Task brief
Skip any picture you find and retype all the remaining lines exactly.

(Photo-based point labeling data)
★ ★ ★ ★

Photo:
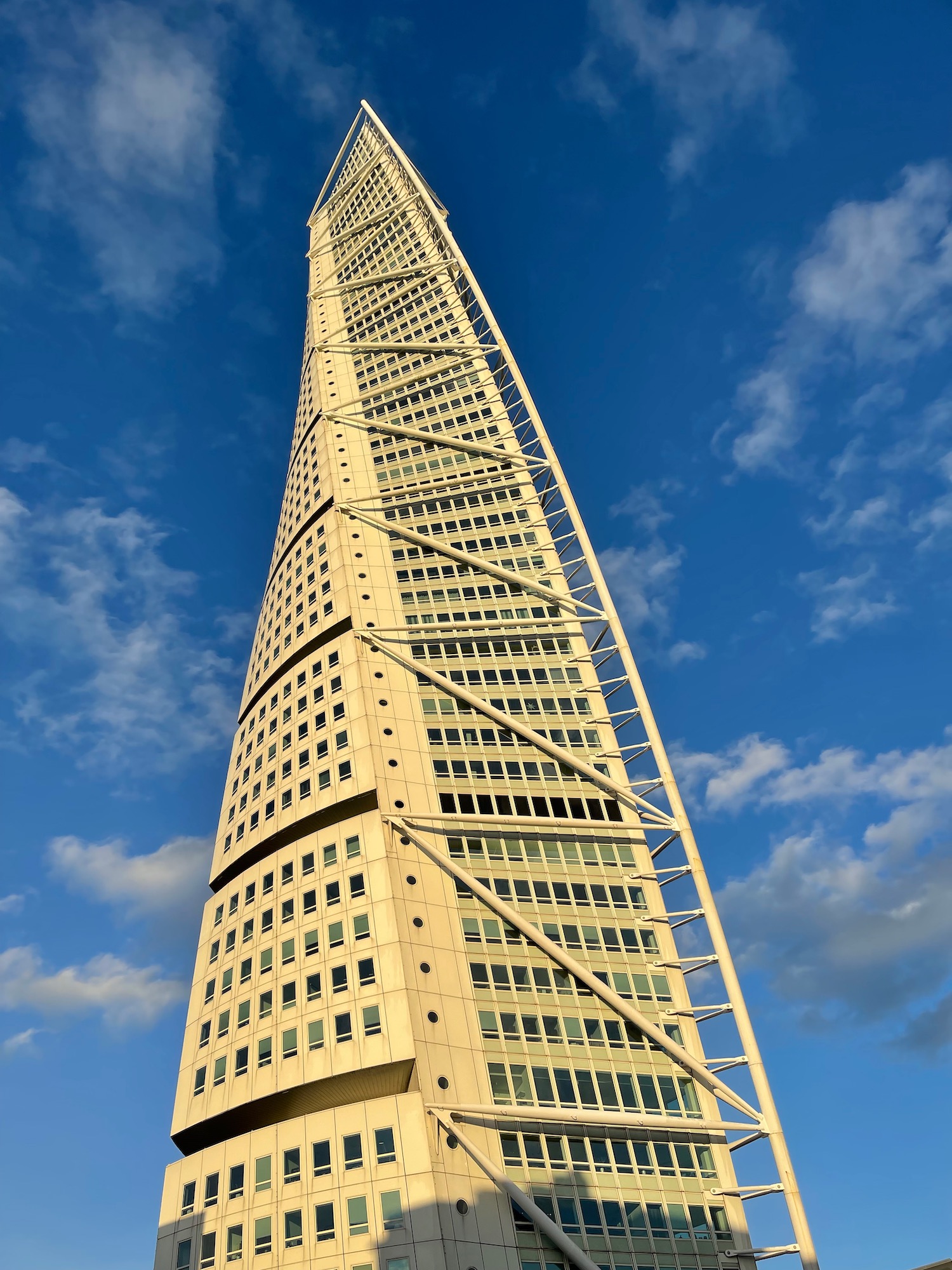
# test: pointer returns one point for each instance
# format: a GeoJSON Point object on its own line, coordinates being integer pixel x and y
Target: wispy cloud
{"type": "Point", "coordinates": [713, 68]}
{"type": "Point", "coordinates": [166, 887]}
{"type": "Point", "coordinates": [856, 932]}
{"type": "Point", "coordinates": [107, 664]}
{"type": "Point", "coordinates": [125, 107]}
{"type": "Point", "coordinates": [873, 291]}
{"type": "Point", "coordinates": [644, 578]}
{"type": "Point", "coordinates": [122, 995]}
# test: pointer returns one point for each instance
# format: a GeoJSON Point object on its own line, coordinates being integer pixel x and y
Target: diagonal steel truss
{"type": "Point", "coordinates": [583, 603]}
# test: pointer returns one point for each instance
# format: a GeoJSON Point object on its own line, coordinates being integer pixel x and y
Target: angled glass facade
{"type": "Point", "coordinates": [441, 1014]}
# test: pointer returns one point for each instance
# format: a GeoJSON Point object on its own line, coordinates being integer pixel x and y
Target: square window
{"type": "Point", "coordinates": [384, 1146]}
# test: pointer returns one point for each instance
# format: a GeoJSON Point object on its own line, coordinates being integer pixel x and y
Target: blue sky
{"type": "Point", "coordinates": [719, 239]}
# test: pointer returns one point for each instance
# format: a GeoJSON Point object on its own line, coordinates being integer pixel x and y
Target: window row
{"type": "Point", "coordinates": [609, 1092]}
{"type": "Point", "coordinates": [577, 895]}
{"type": "Point", "coordinates": [611, 1217]}
{"type": "Point", "coordinates": [332, 897]}
{"type": "Point", "coordinates": [532, 806]}
{"type": "Point", "coordinates": [318, 667]}
{"type": "Point", "coordinates": [576, 739]}
{"type": "Point", "coordinates": [567, 1029]}
{"type": "Point", "coordinates": [607, 1155]}
{"type": "Point", "coordinates": [371, 1022]}
{"type": "Point", "coordinates": [573, 852]}
{"type": "Point", "coordinates": [511, 770]}
{"type": "Point", "coordinates": [352, 1156]}
{"type": "Point", "coordinates": [323, 783]}
{"type": "Point", "coordinates": [310, 947]}
{"type": "Point", "coordinates": [609, 939]}
{"type": "Point", "coordinates": [329, 860]}
{"type": "Point", "coordinates": [484, 615]}
{"type": "Point", "coordinates": [488, 648]}
{"type": "Point", "coordinates": [359, 1222]}
{"type": "Point", "coordinates": [543, 979]}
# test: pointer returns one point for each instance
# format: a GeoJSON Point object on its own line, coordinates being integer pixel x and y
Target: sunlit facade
{"type": "Point", "coordinates": [441, 1013]}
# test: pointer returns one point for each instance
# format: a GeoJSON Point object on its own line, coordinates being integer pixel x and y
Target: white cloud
{"type": "Point", "coordinates": [644, 580]}
{"type": "Point", "coordinates": [126, 996]}
{"type": "Point", "coordinates": [23, 1043]}
{"type": "Point", "coordinates": [841, 930]}
{"type": "Point", "coordinates": [298, 55]}
{"type": "Point", "coordinates": [107, 664]}
{"type": "Point", "coordinates": [847, 604]}
{"type": "Point", "coordinates": [874, 290]}
{"type": "Point", "coordinates": [713, 67]}
{"type": "Point", "coordinates": [125, 109]}
{"type": "Point", "coordinates": [171, 883]}
{"type": "Point", "coordinates": [18, 455]}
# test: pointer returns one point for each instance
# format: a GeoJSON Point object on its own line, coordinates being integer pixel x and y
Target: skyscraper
{"type": "Point", "coordinates": [442, 1010]}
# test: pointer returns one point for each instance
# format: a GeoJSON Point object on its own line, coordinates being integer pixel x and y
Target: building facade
{"type": "Point", "coordinates": [442, 1014]}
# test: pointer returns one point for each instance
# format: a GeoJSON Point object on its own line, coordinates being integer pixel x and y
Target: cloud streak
{"type": "Point", "coordinates": [107, 665]}
{"type": "Point", "coordinates": [711, 67]}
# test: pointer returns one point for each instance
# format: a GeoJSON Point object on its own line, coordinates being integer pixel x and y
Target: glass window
{"type": "Point", "coordinates": [354, 1151]}
{"type": "Point", "coordinates": [294, 1230]}
{"type": "Point", "coordinates": [371, 1022]}
{"type": "Point", "coordinates": [206, 1257]}
{"type": "Point", "coordinates": [188, 1198]}
{"type": "Point", "coordinates": [233, 1244]}
{"type": "Point", "coordinates": [342, 1028]}
{"type": "Point", "coordinates": [384, 1146]}
{"type": "Point", "coordinates": [293, 1165]}
{"type": "Point", "coordinates": [357, 1215]}
{"type": "Point", "coordinates": [263, 1235]}
{"type": "Point", "coordinates": [322, 1158]}
{"type": "Point", "coordinates": [324, 1222]}
{"type": "Point", "coordinates": [392, 1211]}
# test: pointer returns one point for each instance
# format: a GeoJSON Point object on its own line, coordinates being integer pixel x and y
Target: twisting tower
{"type": "Point", "coordinates": [441, 1015]}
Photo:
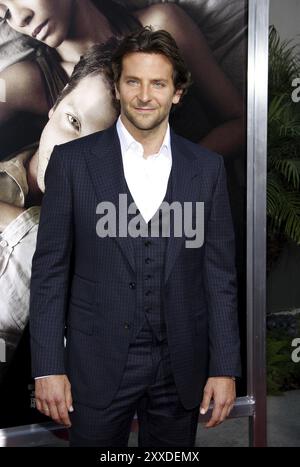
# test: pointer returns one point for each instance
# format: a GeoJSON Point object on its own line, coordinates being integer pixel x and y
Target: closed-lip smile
{"type": "Point", "coordinates": [39, 28]}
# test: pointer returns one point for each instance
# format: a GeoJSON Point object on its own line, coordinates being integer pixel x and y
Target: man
{"type": "Point", "coordinates": [75, 114]}
{"type": "Point", "coordinates": [150, 322]}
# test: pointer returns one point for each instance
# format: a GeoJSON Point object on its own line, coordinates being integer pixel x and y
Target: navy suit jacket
{"type": "Point", "coordinates": [81, 283]}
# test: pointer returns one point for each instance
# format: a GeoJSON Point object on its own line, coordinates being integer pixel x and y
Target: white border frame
{"type": "Point", "coordinates": [254, 404]}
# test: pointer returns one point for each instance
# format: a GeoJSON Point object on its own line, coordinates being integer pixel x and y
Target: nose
{"type": "Point", "coordinates": [22, 17]}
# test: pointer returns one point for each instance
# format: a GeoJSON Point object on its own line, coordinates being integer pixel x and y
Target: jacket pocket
{"type": "Point", "coordinates": [81, 319]}
{"type": "Point", "coordinates": [82, 291]}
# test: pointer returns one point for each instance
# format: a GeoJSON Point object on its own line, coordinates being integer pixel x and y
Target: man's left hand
{"type": "Point", "coordinates": [222, 390]}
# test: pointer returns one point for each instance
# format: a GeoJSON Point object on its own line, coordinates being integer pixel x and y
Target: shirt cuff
{"type": "Point", "coordinates": [19, 227]}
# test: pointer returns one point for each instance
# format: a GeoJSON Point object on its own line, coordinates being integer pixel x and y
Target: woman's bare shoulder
{"type": "Point", "coordinates": [24, 88]}
{"type": "Point", "coordinates": [160, 15]}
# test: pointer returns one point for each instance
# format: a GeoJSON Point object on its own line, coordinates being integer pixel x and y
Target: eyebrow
{"type": "Point", "coordinates": [153, 79]}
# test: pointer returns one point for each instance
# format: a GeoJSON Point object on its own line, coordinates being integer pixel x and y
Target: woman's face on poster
{"type": "Point", "coordinates": [47, 21]}
{"type": "Point", "coordinates": [85, 110]}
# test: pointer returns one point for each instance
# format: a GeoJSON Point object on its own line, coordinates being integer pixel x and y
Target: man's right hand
{"type": "Point", "coordinates": [54, 399]}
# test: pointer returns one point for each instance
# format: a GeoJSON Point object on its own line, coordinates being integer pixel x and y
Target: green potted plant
{"type": "Point", "coordinates": [283, 183]}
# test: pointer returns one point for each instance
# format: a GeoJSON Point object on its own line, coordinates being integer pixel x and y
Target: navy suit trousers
{"type": "Point", "coordinates": [148, 389]}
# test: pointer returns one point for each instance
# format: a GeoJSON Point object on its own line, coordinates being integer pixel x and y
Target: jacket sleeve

★ ★ ★ ★

The solution
Photo:
# test: pointer returns one point for each instance
# format: a GeoJSON Point object on its own line, coordinates being integer pixel x and y
Target: wispy cloud
{"type": "Point", "coordinates": [713, 68]}
{"type": "Point", "coordinates": [166, 887]}
{"type": "Point", "coordinates": [856, 932]}
{"type": "Point", "coordinates": [107, 664]}
{"type": "Point", "coordinates": [125, 107]}
{"type": "Point", "coordinates": [873, 291]}
{"type": "Point", "coordinates": [644, 578]}
{"type": "Point", "coordinates": [122, 995]}
# test: pointer returns one point for each instance
# format: a GeoJSON Point object on its own line, coordinates being integer pixel x and y
Target: diagonal steel truss
{"type": "Point", "coordinates": [583, 603]}
# test: pointer returns one point for each instance
# format: a GeoJSON Point object on its own line, coordinates being integer pixel x and y
Target: angled glass facade
{"type": "Point", "coordinates": [441, 1014]}
# test: pointer returns one point for each instance
# format: a GeoJSON Point object on its own line, coordinates being integer pixel x and y
Target: square window
{"type": "Point", "coordinates": [384, 1146]}
# test: pointer returns one point for each instance
# format: a GeoJSON Point object on its own line, coordinates being integer pixel x and y
Target: blue sky
{"type": "Point", "coordinates": [719, 239]}
# test: pointer returns one point for each instance
# format: a GeoJSON Point object on its own line, coordinates being integer pixel x and y
Target: window row
{"type": "Point", "coordinates": [609, 1092]}
{"type": "Point", "coordinates": [577, 895]}
{"type": "Point", "coordinates": [611, 1217]}
{"type": "Point", "coordinates": [332, 897]}
{"type": "Point", "coordinates": [532, 806]}
{"type": "Point", "coordinates": [318, 667]}
{"type": "Point", "coordinates": [576, 739]}
{"type": "Point", "coordinates": [567, 1029]}
{"type": "Point", "coordinates": [607, 1155]}
{"type": "Point", "coordinates": [371, 1022]}
{"type": "Point", "coordinates": [573, 852]}
{"type": "Point", "coordinates": [511, 770]}
{"type": "Point", "coordinates": [352, 1156]}
{"type": "Point", "coordinates": [323, 783]}
{"type": "Point", "coordinates": [310, 947]}
{"type": "Point", "coordinates": [609, 939]}
{"type": "Point", "coordinates": [329, 860]}
{"type": "Point", "coordinates": [484, 615]}
{"type": "Point", "coordinates": [488, 648]}
{"type": "Point", "coordinates": [359, 1222]}
{"type": "Point", "coordinates": [543, 979]}
# test: pointer returns one point for each instance
# format: a GeoJSON Point object on its own line, coordinates being integer pixel x and y
Target: sunlit facade
{"type": "Point", "coordinates": [441, 1013]}
# test: pointer returns one point for each instance
# format: a GeoJSON Point object on its own line, coordinates being integer pixel x and y
Target: white cloud
{"type": "Point", "coordinates": [644, 580]}
{"type": "Point", "coordinates": [126, 996]}
{"type": "Point", "coordinates": [23, 1043]}
{"type": "Point", "coordinates": [841, 930]}
{"type": "Point", "coordinates": [298, 55]}
{"type": "Point", "coordinates": [107, 664]}
{"type": "Point", "coordinates": [847, 604]}
{"type": "Point", "coordinates": [874, 290]}
{"type": "Point", "coordinates": [713, 67]}
{"type": "Point", "coordinates": [125, 109]}
{"type": "Point", "coordinates": [171, 883]}
{"type": "Point", "coordinates": [18, 455]}
# test: pointer returns one point for each instance
# format: a GeoJSON Point object on its own line, coordinates being integer pixel x and y
Target: skyscraper
{"type": "Point", "coordinates": [442, 1010]}
# test: pointer returns one point for each instance
# format: a GeoJSON Point object on its own line, coordinates being integer pixel x and y
Target: building facade
{"type": "Point", "coordinates": [442, 1014]}
# test: pointer returns one point for each instance
# format: a GeoJSON Point object on its own line, coordinates being integer pixel x and y
Target: cloud streak
{"type": "Point", "coordinates": [107, 665]}
{"type": "Point", "coordinates": [711, 67]}
# test: pointer returns one point for each instance
# format: a GeoJSON Point object on its own line, coordinates being integer pixel x and y
Target: glass window
{"type": "Point", "coordinates": [354, 1151]}
{"type": "Point", "coordinates": [294, 1230]}
{"type": "Point", "coordinates": [371, 1022]}
{"type": "Point", "coordinates": [206, 1257]}
{"type": "Point", "coordinates": [188, 1198]}
{"type": "Point", "coordinates": [233, 1244]}
{"type": "Point", "coordinates": [342, 1028]}
{"type": "Point", "coordinates": [384, 1146]}
{"type": "Point", "coordinates": [293, 1165]}
{"type": "Point", "coordinates": [357, 1215]}
{"type": "Point", "coordinates": [263, 1235]}
{"type": "Point", "coordinates": [322, 1158]}
{"type": "Point", "coordinates": [324, 1222]}
{"type": "Point", "coordinates": [392, 1211]}
# test: pointer returns one point for each instance
# format: a GeoJSON Point object on its own line, coordinates being integer pixel x and y
Target: twisting tower
{"type": "Point", "coordinates": [441, 1015]}
Photo:
# test: pointer returns one point for each instance
# format: a GeoJSON Point object on its own line, coordinates being integer pixel x and y
Target: closed-lip smile
{"type": "Point", "coordinates": [39, 28]}
# test: pointer returns one point for each instance
# format: a GeoJSON Point object on its own line, coordinates being integer pixel x and y
Target: man
{"type": "Point", "coordinates": [75, 114]}
{"type": "Point", "coordinates": [150, 322]}
# test: pointer returns one point for each instance
# format: a GeoJSON Point object on its own line, coordinates being integer pixel x and y
Target: navy suit jacket
{"type": "Point", "coordinates": [81, 283]}
# test: pointer returns one point for each instance
# format: a GeoJSON Point object on its own line, coordinates being integer pixel x and y
Target: white border frame
{"type": "Point", "coordinates": [254, 404]}
# test: pointer returns one point for each instance
# format: a GeoJSON Point object on its own line, coordinates being integer pixel x and y
Target: nose
{"type": "Point", "coordinates": [22, 17]}
# test: pointer returns one point for each instance
# format: a GeoJSON Point object on its own line, coordinates being integer pixel x and y
Target: jacket pocket
{"type": "Point", "coordinates": [81, 319]}
{"type": "Point", "coordinates": [82, 291]}
# test: pointer returns one point for each instance
# format: a GeoJSON Point object on its own line, coordinates being integer pixel x and y
Target: man's left hand
{"type": "Point", "coordinates": [222, 390]}
# test: pointer returns one point for each instance
# format: a GeoJSON Point object on its own line, coordinates being integer pixel x and y
Target: shirt cuff
{"type": "Point", "coordinates": [19, 227]}
# test: pointer returns one point for each instance
# format: a GeoJSON Point object on its own line, coordinates being integer pixel x and y
Target: woman's bare shoulder
{"type": "Point", "coordinates": [24, 88]}
{"type": "Point", "coordinates": [160, 15]}
# test: pointer returns one point for each instance
# format: a GeoJSON Point object on its own line, coordinates being integer pixel x and y
Target: eyebrow
{"type": "Point", "coordinates": [153, 79]}
# test: pointer returns one point for each instance
# format: a GeoJSON Point object on its own line, coordinates being integer pixel x and y
Target: woman's face on poster
{"type": "Point", "coordinates": [47, 21]}
{"type": "Point", "coordinates": [85, 110]}
# test: pointer returns one point for each instance
# format: a GeoJSON Point object on its own line, coordinates being integer pixel x and y
Target: man's right hand
{"type": "Point", "coordinates": [54, 399]}
# test: pointer returns one point for each instance
# format: a GeoJSON Point object on its own line, coordinates being integer pixel x and y
Target: green potted plant
{"type": "Point", "coordinates": [283, 183]}
# test: pointer returns one point for each instance
# format: a GeoJSON Point object on its own line, coordinates being integer pixel x and y
Target: navy suit trousers
{"type": "Point", "coordinates": [148, 389]}
# test: pointer returns one point for each instance
# format: a GeoJSON Point object on its own line, coordinates being integer pixel x and y
Target: jacket sleeve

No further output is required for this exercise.